[What you should do] Nothing in the data may be altered as it is transcribed.

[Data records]
= Beginning of Section =

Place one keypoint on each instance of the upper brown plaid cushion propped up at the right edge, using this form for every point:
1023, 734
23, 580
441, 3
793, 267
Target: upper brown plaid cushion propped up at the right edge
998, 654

= End of Section =

[Task result]
Place one keypoint on each instance of the upper brown plaid cushion propped up at the right edge, using this form for every point:
1023, 734
23, 580
441, 3
793, 267
Target: upper brown plaid cushion propped up at the right edge
998, 654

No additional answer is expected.